» **Task directions**: Your task is to copy the lines of the data below from the line holding "Where can you spot the millennium" through the line holding "Where can you spot the dusk", inclusive, exactly and with nothing added.

(Region pointing data)
= = =

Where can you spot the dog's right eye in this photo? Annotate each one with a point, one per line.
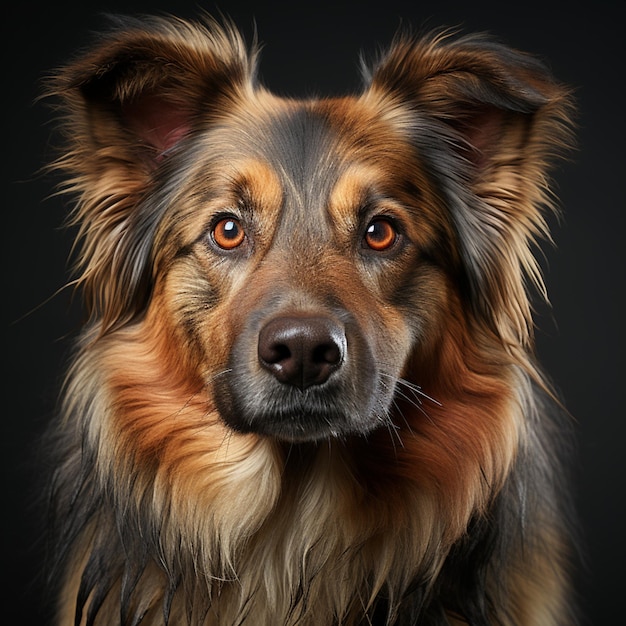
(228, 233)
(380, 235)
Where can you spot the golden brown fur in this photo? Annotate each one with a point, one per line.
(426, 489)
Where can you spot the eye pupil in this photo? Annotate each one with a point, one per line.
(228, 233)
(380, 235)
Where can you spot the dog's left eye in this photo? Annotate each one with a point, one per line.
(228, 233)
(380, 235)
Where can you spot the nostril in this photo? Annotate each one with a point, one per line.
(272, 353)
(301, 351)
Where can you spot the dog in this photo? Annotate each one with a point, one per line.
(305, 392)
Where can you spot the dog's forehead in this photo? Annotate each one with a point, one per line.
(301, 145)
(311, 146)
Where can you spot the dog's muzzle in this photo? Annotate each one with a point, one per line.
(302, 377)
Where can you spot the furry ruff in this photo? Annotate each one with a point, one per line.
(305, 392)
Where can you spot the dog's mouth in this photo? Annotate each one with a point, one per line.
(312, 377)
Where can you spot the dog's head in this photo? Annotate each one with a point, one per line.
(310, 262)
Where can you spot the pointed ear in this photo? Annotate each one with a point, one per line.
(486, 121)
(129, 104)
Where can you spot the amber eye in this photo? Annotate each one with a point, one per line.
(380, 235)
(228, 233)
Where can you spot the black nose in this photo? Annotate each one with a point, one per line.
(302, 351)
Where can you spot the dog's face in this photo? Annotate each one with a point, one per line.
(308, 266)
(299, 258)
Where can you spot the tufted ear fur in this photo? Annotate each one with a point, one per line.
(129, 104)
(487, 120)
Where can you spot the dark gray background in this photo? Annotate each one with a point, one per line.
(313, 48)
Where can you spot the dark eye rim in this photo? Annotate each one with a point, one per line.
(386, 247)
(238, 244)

= = =

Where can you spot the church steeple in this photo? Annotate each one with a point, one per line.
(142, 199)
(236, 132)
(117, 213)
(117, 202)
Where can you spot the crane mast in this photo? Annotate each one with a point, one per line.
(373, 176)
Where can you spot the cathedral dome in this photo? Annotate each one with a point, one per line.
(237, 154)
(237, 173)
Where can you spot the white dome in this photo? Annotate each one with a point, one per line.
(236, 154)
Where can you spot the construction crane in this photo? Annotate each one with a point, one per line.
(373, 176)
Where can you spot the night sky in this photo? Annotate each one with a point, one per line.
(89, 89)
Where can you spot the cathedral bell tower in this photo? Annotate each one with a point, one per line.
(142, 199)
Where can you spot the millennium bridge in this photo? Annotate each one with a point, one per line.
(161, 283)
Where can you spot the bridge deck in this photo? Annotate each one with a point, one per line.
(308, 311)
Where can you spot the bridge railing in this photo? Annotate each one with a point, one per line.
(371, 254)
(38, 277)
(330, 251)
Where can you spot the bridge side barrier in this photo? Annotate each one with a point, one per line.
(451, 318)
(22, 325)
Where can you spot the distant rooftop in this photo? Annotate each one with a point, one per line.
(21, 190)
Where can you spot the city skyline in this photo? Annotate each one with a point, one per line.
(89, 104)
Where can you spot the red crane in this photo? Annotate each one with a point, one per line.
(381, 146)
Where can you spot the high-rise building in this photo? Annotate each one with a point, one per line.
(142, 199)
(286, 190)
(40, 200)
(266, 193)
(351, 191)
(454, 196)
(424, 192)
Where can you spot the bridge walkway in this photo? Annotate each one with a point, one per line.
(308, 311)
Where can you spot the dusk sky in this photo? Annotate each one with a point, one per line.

= = =

» **Output**:
Where can you spot the millennium bridge in this photo? Annotate each one with a point, one per line.
(161, 283)
Where can you spot the bridge deck in this photo? Annotate each one with a point, one per line.
(308, 311)
Where can you spot the bridge railing in this photo? Annotate each one with a point, one per line.
(371, 254)
(38, 277)
(330, 251)
Where can you spot the bridge side barrier in this photo? Annotate each one with a point, one per line.
(451, 318)
(22, 325)
Where can you spot the distant rooftop in this photo? Annotate each one with a point, one per line.
(21, 190)
Where can you spot the city skyline in this photo? Annotate each one with a point, one per line.
(89, 104)
Where can you spot the red crane in this photo? Annotate each one with a point, one per line.
(381, 146)
Where can you spot the high-rise building in this photo? Annotate each one with a point, one per line.
(142, 199)
(286, 190)
(40, 200)
(266, 193)
(351, 191)
(454, 196)
(424, 192)
Where can you spot the bridge walkway in this photo? Annotate each one with a point, one per line.
(308, 311)
Where can you spot the dusk sky in this photo? Annotate each one with a point, one per line.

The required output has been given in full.